What the task asks:
Give back exactly the lines of the material below that start at the line containing "# each pair looks like [[463, 137]]" and end at the line containing "# each pair looks like [[329, 530]]", and no others.

*** Block opens ***

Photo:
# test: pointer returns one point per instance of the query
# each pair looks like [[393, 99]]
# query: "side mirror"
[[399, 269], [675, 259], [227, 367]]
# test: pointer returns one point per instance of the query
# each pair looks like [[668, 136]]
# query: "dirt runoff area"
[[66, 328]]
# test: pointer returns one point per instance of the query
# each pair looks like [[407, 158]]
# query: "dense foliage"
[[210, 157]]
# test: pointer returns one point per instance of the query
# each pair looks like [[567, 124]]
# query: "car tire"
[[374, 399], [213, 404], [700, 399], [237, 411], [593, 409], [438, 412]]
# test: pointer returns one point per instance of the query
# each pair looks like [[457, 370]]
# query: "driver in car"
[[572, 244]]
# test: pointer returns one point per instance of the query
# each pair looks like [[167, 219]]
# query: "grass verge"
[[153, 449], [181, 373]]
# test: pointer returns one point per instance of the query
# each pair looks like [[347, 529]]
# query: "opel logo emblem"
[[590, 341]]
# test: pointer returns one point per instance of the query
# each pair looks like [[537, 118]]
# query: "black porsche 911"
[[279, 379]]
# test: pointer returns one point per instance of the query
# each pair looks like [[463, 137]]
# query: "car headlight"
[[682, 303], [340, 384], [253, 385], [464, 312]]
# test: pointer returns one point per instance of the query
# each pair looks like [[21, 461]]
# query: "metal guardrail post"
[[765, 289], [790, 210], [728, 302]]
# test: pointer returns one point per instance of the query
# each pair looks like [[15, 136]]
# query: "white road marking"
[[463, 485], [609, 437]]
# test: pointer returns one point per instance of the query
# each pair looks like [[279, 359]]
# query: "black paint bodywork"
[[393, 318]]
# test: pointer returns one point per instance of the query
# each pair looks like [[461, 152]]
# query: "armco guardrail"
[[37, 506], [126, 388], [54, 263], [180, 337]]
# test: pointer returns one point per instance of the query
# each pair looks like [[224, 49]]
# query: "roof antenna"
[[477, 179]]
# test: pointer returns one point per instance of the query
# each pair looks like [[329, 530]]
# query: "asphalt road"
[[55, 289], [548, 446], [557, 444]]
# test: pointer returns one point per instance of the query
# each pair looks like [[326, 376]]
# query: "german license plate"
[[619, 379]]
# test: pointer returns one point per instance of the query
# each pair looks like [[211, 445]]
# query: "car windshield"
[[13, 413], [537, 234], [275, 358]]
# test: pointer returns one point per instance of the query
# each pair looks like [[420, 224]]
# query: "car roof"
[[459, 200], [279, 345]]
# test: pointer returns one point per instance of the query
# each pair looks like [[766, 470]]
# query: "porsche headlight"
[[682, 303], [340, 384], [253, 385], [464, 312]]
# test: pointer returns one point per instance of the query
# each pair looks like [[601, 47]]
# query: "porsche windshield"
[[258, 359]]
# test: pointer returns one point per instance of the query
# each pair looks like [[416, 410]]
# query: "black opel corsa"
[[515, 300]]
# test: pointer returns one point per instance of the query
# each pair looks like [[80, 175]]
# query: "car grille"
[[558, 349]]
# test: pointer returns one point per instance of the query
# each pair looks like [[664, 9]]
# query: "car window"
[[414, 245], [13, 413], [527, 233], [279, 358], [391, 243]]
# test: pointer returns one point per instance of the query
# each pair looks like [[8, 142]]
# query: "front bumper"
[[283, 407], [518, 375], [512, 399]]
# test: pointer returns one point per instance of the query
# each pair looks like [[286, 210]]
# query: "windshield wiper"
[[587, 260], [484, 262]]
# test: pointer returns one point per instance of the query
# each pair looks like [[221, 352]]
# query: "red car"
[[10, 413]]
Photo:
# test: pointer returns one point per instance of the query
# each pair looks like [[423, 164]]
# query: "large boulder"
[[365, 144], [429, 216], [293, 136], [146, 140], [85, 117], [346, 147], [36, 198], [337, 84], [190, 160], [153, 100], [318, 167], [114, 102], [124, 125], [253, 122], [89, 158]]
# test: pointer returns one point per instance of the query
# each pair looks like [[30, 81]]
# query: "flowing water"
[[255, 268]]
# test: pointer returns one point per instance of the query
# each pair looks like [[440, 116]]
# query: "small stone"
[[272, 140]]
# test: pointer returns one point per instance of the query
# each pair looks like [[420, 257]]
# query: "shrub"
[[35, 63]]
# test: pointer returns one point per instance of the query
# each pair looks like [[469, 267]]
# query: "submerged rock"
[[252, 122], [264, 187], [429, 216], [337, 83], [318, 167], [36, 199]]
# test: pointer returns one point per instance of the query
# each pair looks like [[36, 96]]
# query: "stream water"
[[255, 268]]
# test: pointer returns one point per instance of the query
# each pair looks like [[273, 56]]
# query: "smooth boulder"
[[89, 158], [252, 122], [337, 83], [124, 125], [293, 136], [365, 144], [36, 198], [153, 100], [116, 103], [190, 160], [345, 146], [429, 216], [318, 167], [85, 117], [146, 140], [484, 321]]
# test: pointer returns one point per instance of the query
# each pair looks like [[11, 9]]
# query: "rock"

*** Block closes ***
*** Block opens ***

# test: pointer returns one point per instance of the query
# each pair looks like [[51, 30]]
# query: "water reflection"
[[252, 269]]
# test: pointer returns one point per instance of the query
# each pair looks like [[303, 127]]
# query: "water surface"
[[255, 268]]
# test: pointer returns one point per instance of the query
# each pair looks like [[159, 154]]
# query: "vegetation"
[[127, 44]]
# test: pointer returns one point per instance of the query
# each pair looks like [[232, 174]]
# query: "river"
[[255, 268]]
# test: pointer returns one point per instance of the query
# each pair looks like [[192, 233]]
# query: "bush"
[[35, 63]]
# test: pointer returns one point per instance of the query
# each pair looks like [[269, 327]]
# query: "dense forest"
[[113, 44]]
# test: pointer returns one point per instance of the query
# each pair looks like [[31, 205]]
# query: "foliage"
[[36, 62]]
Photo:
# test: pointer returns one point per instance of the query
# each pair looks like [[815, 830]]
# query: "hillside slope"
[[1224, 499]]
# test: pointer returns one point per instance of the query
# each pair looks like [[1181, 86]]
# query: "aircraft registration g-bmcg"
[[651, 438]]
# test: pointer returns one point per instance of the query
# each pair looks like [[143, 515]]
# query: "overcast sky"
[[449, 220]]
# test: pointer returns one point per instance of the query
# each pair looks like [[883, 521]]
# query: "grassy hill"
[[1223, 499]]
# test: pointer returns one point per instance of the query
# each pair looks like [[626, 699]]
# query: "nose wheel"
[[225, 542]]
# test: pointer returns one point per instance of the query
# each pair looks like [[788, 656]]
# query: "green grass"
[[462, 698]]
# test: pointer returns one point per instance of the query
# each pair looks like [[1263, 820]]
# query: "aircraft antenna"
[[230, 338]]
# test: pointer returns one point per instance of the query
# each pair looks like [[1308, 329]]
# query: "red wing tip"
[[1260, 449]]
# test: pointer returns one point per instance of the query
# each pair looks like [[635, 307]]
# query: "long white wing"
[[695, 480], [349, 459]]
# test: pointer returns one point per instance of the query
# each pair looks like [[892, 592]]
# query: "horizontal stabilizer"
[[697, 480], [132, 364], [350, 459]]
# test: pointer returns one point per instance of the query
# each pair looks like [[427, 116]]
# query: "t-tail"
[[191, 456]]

*** Block closes ***

Your response:
# each pair looks like [[463, 137]]
# query: "car headlight"
[[682, 303], [340, 384], [253, 385], [464, 312]]
# test: pointer returns one point per instance of the query
# each pair looks like [[21, 461]]
# query: "metal guardrail post"
[[765, 289], [790, 210], [728, 302]]
# test: pointer returns one point per instance of the query
# each pair looks like [[15, 136]]
# query: "white road marking"
[[463, 485], [609, 437]]
# test: pointer returns one point per instance of the query
# each pair looks like [[279, 359]]
# query: "black paint bodywork"
[[393, 318]]
# test: pointer returns one point per instance of the query
# each pair looks like [[461, 152]]
# query: "armco guardrail"
[[37, 506], [126, 388], [54, 263], [180, 337]]
# test: pointer returns one point per instance of the query
# each pair looks like [[224, 49]]
# query: "roof antenna"
[[477, 179]]
# test: pointer returns one point per instance of the query
# each pair looks like [[329, 530]]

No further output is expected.